◆ **Written task**: Report only the number of lines in the rows below that contain the string "light". Case counts.

◆ **Supplied records**:
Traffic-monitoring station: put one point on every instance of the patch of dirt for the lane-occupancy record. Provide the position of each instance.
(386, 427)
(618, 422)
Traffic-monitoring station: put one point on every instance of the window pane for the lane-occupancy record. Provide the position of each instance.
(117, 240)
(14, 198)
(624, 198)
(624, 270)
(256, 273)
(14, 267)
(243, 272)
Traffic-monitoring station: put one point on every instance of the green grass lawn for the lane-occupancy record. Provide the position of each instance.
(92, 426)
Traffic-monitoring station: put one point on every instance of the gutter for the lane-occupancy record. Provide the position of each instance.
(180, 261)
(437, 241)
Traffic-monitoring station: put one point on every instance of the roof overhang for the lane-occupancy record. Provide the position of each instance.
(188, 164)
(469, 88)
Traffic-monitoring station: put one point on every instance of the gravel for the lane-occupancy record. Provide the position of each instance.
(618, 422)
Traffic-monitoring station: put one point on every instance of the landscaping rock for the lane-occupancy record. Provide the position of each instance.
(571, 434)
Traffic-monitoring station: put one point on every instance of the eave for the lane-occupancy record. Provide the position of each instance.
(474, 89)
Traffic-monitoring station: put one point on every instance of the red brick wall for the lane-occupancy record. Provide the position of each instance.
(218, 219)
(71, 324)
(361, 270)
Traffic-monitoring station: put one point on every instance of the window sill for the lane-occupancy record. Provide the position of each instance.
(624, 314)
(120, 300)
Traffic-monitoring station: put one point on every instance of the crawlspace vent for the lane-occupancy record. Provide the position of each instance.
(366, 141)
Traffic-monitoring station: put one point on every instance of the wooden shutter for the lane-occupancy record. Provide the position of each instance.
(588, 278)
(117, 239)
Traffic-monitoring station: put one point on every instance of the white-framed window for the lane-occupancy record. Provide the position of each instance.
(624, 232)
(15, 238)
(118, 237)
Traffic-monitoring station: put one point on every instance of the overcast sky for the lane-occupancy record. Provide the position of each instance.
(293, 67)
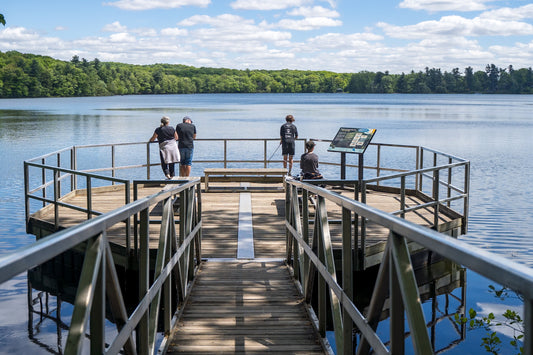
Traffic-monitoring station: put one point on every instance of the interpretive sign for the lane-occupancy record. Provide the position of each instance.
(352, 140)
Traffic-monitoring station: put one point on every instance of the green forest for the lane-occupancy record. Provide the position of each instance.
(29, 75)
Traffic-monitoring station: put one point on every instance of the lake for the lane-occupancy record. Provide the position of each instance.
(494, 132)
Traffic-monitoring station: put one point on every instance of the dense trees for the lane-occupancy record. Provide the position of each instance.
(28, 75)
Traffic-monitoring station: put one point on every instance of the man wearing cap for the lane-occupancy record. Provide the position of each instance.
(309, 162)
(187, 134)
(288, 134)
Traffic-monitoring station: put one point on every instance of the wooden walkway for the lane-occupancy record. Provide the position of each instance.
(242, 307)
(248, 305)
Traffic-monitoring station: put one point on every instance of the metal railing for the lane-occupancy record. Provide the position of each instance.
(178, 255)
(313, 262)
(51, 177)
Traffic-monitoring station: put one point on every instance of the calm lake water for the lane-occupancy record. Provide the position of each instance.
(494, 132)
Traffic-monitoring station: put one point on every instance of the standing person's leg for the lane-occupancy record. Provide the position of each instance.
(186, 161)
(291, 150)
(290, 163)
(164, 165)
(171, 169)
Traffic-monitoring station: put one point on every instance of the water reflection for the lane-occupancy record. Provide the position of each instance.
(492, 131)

...

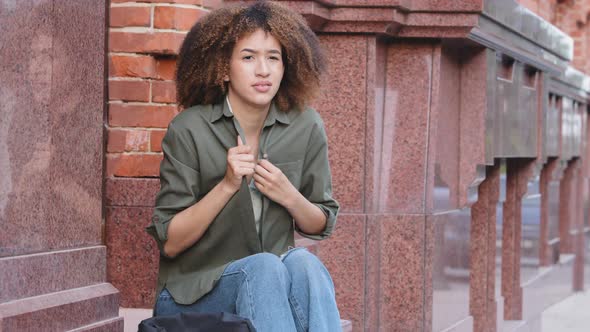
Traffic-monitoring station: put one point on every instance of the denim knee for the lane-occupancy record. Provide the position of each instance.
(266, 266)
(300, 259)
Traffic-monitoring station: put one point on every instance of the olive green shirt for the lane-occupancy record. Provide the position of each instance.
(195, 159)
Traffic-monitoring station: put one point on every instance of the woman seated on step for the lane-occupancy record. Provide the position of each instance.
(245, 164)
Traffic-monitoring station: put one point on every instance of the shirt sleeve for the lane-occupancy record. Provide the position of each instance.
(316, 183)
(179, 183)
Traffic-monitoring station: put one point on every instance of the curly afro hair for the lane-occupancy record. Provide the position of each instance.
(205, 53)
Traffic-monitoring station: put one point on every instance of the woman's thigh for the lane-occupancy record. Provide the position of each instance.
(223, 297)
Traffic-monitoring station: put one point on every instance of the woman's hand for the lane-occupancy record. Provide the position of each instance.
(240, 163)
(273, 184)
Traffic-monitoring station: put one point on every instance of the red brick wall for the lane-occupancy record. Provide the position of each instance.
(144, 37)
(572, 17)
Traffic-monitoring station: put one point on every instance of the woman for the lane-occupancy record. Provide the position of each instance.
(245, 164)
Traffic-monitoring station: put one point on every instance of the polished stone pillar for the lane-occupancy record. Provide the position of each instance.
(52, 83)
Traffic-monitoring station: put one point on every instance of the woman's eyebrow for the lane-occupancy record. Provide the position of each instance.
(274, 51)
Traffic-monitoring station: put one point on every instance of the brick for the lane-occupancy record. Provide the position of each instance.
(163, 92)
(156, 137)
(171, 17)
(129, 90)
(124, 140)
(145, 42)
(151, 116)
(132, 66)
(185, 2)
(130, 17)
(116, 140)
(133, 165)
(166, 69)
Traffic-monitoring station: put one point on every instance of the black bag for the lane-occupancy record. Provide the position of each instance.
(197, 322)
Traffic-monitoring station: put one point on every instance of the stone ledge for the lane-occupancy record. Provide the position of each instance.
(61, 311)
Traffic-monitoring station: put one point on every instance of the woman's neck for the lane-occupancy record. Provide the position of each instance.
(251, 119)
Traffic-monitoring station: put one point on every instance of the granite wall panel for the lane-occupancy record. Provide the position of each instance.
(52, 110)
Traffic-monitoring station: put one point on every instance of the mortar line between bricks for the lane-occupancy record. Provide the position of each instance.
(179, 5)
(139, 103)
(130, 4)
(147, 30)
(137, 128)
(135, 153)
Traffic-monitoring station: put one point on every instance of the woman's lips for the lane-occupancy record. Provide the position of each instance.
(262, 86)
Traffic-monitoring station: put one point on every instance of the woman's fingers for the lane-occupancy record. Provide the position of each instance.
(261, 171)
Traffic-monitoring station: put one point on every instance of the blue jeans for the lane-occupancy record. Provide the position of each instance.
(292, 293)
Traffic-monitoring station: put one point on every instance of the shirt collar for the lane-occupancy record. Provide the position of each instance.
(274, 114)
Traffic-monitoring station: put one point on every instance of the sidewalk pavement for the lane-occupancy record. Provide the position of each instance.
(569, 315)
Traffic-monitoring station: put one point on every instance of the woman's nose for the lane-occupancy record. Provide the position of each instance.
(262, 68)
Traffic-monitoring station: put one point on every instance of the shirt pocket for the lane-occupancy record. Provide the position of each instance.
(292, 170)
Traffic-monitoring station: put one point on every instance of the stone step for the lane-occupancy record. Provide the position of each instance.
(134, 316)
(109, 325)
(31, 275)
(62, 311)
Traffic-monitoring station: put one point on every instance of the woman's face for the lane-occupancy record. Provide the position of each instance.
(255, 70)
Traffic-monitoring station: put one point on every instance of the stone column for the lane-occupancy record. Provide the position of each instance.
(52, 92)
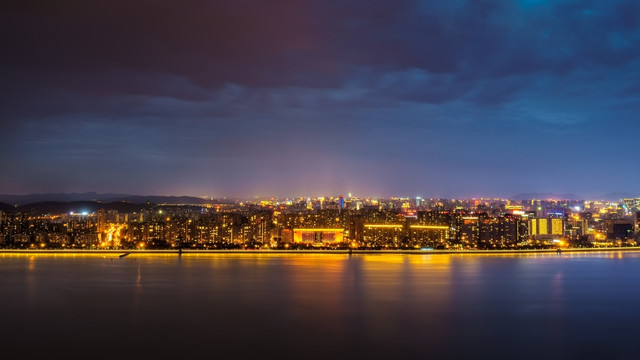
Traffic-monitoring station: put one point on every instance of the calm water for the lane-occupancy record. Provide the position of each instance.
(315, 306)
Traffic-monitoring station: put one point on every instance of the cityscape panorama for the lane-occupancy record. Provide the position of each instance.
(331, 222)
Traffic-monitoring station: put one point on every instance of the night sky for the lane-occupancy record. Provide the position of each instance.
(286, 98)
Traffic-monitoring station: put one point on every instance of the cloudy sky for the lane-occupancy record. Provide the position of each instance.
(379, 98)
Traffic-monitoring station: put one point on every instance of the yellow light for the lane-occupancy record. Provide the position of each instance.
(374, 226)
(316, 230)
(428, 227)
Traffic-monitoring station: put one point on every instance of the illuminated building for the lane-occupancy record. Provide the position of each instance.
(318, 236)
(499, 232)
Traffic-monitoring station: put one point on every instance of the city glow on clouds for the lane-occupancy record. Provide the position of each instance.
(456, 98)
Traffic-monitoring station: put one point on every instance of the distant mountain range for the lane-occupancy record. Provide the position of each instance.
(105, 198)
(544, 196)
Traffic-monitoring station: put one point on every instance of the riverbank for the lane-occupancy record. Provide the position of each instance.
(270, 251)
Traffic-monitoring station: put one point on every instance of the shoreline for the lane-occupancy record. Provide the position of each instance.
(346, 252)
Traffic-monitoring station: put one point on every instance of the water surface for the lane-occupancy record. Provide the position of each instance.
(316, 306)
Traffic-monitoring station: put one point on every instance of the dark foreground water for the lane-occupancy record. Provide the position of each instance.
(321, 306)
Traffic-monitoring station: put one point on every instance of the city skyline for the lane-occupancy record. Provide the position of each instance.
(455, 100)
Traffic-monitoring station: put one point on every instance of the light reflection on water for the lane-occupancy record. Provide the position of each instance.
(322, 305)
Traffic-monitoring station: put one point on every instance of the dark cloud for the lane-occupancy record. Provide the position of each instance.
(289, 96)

---

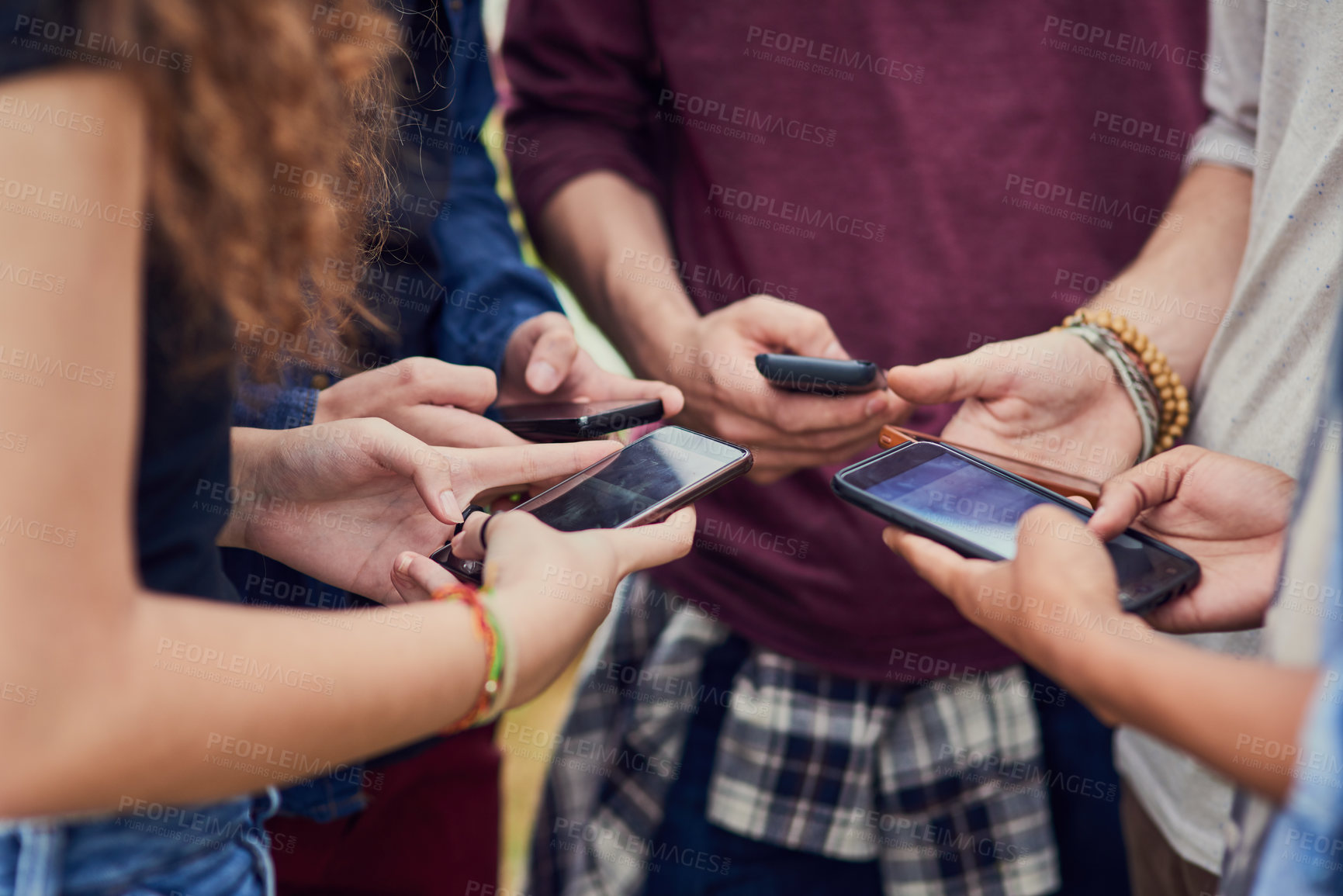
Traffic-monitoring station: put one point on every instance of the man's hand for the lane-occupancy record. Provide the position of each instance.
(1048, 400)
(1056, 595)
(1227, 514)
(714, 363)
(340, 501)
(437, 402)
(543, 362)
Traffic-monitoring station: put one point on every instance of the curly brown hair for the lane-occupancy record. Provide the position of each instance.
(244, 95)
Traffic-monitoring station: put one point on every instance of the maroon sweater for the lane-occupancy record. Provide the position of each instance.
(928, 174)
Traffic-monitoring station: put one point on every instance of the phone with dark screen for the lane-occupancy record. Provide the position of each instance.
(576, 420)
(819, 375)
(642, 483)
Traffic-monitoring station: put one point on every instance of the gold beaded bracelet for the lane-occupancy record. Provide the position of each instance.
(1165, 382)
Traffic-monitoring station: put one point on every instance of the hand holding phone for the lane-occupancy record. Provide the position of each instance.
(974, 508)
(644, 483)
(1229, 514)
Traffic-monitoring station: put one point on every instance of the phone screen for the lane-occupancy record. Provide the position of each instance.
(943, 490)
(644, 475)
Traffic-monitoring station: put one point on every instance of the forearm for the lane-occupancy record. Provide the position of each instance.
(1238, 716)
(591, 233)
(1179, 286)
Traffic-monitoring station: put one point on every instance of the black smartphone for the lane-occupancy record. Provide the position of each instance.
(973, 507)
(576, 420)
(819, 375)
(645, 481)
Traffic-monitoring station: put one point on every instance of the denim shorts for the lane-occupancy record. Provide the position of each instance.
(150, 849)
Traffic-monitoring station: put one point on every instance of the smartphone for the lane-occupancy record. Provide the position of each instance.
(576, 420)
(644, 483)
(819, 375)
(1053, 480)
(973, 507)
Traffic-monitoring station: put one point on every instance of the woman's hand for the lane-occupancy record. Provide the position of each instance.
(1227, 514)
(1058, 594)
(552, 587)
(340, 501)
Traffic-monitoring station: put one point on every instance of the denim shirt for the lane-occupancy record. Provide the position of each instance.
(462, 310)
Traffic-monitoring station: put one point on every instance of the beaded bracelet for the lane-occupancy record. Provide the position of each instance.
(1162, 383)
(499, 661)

◆ **Result**: 2